[Dataset entries]
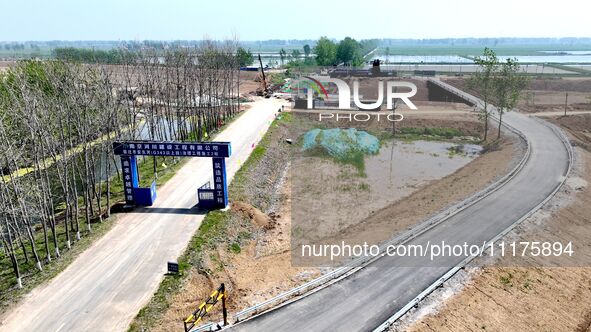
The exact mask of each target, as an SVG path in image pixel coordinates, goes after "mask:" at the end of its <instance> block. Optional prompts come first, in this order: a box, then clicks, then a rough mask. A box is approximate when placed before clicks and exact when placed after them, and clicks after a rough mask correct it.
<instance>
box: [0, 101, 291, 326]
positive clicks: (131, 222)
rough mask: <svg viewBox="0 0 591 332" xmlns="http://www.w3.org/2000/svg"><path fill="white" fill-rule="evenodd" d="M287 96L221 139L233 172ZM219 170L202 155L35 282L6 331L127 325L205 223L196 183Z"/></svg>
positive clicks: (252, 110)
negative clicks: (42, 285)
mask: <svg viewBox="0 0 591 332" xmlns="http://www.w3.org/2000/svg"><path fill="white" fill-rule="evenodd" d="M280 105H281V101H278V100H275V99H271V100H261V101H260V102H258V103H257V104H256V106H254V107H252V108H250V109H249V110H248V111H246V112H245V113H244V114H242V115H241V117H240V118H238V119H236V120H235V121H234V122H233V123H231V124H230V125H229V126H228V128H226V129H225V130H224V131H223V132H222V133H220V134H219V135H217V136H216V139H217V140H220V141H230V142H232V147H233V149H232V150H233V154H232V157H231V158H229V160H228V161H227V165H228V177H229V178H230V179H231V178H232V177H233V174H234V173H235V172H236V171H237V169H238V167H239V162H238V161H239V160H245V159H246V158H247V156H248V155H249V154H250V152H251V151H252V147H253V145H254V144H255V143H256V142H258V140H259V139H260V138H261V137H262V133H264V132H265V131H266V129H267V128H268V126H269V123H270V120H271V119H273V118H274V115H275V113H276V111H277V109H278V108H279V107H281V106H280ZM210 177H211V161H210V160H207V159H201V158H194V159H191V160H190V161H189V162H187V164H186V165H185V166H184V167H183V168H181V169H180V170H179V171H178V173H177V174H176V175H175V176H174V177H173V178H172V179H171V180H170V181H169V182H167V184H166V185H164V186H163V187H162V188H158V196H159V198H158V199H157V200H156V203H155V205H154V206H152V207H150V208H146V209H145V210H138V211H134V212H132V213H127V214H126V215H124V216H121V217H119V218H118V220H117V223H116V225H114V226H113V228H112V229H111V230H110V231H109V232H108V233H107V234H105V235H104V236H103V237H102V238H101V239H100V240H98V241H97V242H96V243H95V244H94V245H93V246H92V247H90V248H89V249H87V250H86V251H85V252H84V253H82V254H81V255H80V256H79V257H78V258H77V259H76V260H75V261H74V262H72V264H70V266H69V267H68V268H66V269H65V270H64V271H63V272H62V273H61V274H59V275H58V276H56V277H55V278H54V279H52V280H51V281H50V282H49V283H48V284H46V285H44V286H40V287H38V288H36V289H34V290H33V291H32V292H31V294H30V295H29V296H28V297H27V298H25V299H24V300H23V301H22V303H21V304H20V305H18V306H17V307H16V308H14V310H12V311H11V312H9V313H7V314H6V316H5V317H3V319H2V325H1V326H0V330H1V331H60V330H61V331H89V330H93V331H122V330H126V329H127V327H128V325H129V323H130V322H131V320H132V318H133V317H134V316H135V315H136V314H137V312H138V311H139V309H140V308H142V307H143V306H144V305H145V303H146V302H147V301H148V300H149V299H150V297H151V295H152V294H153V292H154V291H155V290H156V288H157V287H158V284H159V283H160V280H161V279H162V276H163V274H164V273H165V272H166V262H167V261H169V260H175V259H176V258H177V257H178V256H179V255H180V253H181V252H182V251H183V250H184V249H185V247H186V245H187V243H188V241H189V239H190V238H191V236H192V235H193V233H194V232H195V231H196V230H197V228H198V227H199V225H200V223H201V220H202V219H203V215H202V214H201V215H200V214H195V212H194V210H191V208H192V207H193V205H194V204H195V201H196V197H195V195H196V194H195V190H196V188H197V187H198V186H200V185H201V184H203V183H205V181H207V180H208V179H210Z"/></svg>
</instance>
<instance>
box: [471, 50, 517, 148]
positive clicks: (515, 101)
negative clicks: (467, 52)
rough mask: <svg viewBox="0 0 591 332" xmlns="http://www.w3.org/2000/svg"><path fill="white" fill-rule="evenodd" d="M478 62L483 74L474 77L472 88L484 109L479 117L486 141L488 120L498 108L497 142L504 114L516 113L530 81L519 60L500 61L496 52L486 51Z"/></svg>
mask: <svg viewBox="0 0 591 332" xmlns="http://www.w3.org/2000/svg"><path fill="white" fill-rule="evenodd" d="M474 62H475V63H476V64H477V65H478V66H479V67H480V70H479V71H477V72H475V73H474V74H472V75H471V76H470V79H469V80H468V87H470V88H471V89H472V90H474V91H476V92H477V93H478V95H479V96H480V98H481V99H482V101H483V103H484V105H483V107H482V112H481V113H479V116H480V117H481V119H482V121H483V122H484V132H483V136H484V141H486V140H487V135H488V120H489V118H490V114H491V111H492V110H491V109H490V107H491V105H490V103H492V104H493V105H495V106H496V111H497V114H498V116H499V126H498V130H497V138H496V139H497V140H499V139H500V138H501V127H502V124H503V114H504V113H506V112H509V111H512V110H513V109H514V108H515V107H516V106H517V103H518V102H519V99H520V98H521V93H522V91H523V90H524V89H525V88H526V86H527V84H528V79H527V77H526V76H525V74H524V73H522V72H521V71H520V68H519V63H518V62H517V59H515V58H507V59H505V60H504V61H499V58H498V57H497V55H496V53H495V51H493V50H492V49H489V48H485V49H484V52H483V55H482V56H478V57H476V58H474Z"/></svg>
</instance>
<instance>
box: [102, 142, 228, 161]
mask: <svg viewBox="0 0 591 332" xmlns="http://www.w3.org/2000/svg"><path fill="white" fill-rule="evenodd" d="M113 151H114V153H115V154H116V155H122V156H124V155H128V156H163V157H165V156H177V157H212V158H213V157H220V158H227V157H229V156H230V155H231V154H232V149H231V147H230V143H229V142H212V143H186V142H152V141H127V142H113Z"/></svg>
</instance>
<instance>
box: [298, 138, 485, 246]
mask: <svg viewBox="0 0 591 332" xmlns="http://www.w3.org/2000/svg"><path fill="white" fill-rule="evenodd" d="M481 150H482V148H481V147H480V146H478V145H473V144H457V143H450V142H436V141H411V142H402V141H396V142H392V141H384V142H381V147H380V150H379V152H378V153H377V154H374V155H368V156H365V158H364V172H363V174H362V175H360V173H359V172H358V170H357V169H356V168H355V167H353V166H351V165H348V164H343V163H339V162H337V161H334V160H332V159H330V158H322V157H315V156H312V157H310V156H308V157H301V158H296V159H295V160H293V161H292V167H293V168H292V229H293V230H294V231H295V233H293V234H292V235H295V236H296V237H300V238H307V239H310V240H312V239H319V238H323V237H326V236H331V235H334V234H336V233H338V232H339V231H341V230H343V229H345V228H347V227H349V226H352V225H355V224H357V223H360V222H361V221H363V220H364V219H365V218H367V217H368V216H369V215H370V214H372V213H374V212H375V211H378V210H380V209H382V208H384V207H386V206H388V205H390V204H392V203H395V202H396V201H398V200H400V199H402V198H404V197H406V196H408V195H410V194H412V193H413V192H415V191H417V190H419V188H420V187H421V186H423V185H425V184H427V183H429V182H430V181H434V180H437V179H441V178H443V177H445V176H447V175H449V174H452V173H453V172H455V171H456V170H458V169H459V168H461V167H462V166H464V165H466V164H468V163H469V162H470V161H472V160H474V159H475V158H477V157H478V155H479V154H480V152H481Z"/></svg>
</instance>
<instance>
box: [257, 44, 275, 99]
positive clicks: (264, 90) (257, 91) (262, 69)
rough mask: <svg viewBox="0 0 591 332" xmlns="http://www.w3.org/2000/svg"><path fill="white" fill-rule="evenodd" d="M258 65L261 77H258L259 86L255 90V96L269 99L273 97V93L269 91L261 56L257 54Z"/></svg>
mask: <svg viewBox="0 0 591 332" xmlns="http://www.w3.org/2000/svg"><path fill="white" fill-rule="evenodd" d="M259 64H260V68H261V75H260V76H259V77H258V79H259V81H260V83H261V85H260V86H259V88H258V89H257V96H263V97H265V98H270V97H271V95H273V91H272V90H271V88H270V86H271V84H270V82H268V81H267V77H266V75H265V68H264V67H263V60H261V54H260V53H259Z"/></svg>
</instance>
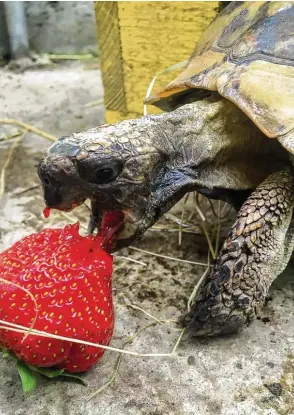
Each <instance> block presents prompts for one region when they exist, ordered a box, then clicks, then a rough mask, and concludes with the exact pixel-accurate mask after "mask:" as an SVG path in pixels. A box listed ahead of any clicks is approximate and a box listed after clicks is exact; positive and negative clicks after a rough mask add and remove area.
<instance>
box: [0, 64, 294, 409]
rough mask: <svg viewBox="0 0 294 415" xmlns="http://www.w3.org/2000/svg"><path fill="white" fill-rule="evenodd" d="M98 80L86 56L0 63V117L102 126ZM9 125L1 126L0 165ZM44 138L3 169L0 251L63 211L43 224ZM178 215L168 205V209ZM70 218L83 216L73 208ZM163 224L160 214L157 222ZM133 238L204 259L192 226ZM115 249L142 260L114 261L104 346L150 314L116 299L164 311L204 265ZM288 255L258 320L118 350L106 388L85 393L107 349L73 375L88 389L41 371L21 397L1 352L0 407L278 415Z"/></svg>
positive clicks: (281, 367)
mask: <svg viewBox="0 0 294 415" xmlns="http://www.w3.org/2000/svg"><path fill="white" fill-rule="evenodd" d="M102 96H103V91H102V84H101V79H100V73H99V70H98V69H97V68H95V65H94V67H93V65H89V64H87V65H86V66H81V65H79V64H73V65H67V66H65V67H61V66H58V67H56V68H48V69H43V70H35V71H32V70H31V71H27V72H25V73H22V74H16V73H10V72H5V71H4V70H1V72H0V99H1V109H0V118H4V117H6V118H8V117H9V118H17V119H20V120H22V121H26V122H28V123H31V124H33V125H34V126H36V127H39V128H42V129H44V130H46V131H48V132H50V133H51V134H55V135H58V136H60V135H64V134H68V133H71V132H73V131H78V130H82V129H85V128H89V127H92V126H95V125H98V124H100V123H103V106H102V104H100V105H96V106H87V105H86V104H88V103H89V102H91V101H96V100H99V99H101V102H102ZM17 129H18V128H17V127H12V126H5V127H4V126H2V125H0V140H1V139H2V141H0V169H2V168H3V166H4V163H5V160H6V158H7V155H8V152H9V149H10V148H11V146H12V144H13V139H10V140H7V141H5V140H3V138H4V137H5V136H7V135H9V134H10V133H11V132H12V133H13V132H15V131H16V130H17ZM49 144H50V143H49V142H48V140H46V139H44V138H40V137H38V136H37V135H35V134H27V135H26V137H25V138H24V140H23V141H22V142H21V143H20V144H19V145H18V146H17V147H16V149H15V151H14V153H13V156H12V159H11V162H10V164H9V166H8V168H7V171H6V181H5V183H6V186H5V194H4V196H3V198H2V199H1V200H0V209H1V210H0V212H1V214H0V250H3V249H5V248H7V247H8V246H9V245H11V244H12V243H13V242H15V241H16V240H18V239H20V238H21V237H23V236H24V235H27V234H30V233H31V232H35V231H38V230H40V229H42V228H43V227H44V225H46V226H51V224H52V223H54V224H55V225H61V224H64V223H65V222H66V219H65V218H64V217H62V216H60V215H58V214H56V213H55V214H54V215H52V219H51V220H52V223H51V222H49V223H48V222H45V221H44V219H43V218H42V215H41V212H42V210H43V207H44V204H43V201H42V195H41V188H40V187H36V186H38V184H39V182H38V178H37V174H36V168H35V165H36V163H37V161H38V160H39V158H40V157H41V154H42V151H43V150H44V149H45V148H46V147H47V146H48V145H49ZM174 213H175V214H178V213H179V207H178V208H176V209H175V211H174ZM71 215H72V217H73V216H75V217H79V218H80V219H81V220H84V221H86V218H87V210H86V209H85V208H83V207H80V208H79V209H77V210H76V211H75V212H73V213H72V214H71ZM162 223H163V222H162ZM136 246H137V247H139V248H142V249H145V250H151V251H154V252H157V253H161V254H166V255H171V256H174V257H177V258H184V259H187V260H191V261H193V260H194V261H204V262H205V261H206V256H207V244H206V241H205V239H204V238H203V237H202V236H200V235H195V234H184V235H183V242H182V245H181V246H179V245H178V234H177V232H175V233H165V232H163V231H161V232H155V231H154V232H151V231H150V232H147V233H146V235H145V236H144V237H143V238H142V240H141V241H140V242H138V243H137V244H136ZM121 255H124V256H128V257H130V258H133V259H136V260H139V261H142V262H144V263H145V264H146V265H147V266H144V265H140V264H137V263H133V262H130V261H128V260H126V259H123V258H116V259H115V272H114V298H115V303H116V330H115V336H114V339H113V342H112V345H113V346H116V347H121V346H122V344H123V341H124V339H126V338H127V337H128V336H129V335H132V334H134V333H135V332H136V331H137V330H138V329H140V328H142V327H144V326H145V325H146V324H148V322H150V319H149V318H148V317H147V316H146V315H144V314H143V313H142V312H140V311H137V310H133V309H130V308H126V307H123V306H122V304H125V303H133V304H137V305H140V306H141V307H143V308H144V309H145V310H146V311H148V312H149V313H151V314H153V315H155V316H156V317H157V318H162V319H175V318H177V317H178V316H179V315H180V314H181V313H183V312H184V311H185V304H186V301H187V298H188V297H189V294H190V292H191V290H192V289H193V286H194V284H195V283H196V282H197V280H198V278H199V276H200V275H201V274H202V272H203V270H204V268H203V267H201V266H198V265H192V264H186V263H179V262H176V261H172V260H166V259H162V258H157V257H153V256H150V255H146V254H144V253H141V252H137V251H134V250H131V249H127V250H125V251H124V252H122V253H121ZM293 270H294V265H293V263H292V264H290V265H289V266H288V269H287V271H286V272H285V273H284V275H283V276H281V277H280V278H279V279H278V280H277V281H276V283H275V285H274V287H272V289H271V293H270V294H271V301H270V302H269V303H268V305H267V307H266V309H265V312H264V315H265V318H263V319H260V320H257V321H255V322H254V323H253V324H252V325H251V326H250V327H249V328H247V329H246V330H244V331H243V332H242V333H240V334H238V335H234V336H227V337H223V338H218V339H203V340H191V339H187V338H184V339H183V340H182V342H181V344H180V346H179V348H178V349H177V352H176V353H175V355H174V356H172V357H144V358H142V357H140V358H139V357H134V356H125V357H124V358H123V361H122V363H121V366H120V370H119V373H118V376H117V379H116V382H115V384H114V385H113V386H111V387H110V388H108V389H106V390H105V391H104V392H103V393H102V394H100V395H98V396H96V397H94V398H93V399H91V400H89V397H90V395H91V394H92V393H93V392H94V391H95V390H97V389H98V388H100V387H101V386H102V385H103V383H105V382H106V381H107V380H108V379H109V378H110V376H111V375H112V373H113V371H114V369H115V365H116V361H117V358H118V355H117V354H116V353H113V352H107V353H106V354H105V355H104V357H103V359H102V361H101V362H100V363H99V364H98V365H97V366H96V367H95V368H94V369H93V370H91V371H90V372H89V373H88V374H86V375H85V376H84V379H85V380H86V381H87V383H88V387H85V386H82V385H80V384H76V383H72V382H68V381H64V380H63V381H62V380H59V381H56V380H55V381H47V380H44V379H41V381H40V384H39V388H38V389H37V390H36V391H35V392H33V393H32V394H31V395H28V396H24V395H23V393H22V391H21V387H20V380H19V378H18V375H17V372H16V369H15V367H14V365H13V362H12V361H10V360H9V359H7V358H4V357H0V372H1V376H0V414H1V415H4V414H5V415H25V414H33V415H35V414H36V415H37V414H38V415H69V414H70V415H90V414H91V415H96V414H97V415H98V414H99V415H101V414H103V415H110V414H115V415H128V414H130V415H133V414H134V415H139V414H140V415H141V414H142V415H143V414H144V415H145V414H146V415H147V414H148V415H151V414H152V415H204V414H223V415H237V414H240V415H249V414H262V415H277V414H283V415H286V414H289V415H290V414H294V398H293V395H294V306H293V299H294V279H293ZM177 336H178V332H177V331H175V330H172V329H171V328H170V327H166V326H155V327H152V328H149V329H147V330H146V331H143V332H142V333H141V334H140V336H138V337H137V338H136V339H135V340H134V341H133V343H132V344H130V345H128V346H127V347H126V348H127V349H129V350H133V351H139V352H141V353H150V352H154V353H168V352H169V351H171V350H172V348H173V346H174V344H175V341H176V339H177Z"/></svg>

§ **Exercise brief**
Nothing but a number is wanted: how many lines in the records above include "approximate".

§ **Response to the task**
2